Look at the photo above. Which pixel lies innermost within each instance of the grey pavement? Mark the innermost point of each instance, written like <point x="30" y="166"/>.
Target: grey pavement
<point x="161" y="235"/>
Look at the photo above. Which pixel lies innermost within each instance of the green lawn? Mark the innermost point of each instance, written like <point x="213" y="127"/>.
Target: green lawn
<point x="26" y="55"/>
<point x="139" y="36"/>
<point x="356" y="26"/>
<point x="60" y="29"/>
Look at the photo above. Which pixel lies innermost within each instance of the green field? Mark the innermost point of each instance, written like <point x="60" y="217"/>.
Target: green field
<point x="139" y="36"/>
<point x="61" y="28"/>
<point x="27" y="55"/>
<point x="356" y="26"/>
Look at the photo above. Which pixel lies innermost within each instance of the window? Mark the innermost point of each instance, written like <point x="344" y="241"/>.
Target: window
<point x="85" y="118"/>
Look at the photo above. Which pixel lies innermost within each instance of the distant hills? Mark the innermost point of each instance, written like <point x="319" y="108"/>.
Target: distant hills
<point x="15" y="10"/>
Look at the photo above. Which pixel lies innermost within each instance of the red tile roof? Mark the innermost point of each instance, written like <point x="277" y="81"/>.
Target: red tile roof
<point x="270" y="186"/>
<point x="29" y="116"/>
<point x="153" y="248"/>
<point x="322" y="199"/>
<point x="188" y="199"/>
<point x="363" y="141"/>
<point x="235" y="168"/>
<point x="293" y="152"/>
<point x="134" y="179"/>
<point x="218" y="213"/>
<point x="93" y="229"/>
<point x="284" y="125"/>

Exercise: Filter the records for lines containing the word "like" and copy each one.

Your solution:
Look at the photo above. Which pixel lies innermost within each instance of the grey pavement? Mark the innermost point of each instance, written like <point x="30" y="166"/>.
Look at the photo above. Which pixel lies innermost within each instance of the green lawn? Mark the innermost point of each instance, written like <point x="213" y="127"/>.
Look at the photo above. Which pixel lies innermost within each instance of the green field? Mark the innermost point of each instance, written like <point x="60" y="217"/>.
Look at the photo above. Which pixel lies innermost within each instance of the window? Mark the innermost point of each instance, written like <point x="344" y="241"/>.
Look at the photo above. Which pixel lies innermost within each instance of the distant hills? Mark the innermost point of each instance, written like <point x="319" y="108"/>.
Look at the photo above. Which pixel lies innermost within each instance of the red tile roof? Mark the innermost point of each instance, written like <point x="277" y="81"/>.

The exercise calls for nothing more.